··· EXERCISE MATERIAL
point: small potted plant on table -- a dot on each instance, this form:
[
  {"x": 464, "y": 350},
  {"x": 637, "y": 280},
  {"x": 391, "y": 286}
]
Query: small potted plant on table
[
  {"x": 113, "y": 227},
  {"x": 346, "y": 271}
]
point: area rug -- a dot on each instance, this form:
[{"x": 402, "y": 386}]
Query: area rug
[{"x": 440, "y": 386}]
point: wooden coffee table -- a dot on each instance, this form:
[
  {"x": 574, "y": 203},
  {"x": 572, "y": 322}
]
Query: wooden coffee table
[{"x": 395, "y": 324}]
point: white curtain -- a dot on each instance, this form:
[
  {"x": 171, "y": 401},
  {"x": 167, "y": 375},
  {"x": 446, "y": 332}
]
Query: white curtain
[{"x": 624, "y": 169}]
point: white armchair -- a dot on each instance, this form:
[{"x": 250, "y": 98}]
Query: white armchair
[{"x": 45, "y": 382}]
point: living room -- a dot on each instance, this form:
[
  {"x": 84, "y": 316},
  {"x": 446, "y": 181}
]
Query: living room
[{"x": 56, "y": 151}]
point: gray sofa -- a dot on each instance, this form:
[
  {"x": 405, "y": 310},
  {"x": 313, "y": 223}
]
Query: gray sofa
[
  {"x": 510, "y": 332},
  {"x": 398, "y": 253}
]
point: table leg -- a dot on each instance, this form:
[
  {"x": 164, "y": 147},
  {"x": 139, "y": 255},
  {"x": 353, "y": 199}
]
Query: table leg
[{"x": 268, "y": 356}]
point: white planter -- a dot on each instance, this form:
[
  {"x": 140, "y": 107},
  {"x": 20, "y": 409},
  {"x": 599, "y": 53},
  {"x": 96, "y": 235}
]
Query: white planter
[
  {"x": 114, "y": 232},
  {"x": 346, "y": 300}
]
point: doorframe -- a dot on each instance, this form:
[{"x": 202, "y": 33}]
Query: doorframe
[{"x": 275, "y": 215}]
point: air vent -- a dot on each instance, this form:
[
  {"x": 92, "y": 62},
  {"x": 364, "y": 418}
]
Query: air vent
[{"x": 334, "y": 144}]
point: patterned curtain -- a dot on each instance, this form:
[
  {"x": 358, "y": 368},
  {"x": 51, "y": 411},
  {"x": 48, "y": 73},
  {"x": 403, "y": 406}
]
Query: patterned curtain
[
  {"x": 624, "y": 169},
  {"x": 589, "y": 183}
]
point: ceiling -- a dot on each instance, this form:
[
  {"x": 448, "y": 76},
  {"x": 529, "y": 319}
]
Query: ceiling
······
§ INSTRUCTIONS FOR THE TASK
Which lines of the material contain "ceiling"? List them.

§ RESPONSE
point: ceiling -- a dot on each instance, this form:
Query: ceiling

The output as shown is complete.